## BEGIN SUPPLIED INFORMATION
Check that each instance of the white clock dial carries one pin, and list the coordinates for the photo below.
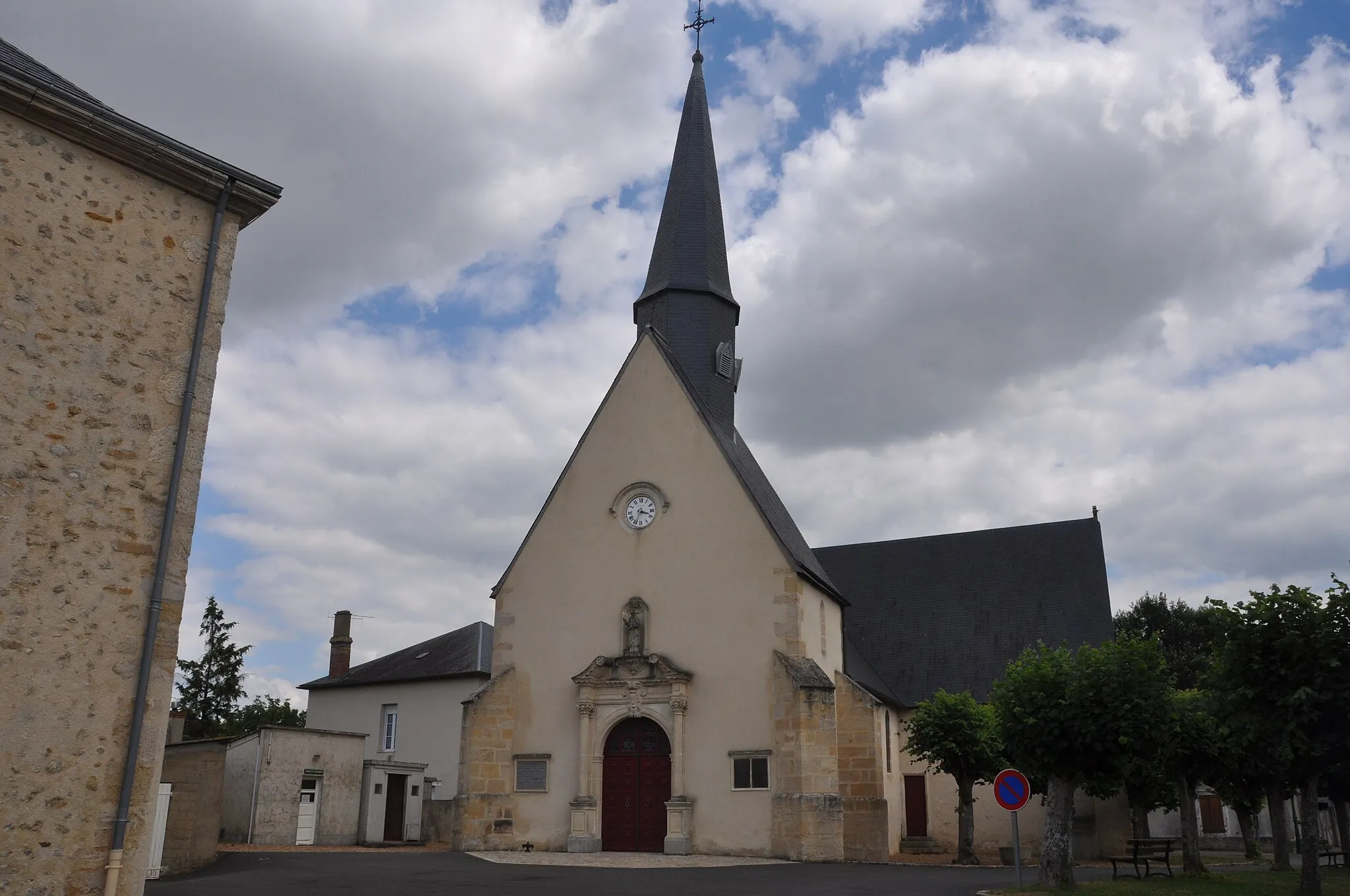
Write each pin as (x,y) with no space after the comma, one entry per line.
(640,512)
## END SUPPLIED INFORMATION
## BEGIN SUPPLIED INFORMATION
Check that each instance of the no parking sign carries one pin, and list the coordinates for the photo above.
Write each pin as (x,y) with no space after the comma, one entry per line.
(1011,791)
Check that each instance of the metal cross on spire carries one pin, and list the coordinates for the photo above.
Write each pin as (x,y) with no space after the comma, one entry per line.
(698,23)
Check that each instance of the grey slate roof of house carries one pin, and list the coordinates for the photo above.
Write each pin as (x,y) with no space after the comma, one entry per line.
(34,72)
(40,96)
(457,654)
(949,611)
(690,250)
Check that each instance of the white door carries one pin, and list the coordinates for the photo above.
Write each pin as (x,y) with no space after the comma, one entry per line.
## END SUPPLIED INFORMATION
## BEGIN SUPPLIED INFORMATION
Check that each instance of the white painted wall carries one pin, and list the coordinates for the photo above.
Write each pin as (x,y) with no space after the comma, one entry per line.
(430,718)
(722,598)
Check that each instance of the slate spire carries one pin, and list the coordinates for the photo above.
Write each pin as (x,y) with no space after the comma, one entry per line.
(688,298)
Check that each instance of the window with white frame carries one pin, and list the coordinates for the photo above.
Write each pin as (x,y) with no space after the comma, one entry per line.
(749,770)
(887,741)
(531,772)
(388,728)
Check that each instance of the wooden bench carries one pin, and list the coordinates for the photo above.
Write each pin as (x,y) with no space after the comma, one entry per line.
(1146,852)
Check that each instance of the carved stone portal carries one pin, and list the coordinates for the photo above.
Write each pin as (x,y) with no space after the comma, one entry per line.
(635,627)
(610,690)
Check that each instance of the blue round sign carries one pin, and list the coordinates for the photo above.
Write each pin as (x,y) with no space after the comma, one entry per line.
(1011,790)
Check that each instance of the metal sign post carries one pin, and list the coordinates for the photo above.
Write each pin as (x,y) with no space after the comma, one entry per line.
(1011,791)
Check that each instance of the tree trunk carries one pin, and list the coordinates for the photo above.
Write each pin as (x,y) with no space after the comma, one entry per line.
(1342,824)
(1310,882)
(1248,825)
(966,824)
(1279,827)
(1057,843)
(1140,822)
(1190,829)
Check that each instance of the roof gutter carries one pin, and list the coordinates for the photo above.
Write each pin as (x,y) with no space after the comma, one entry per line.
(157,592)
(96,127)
## END SUPPLIED INFORMATION
▶ **WHAT TO DO**
How many lines in the records above contain the word "slate"? Reply with the number alone.

▶ **RESPONSE TO THIS TASK**
2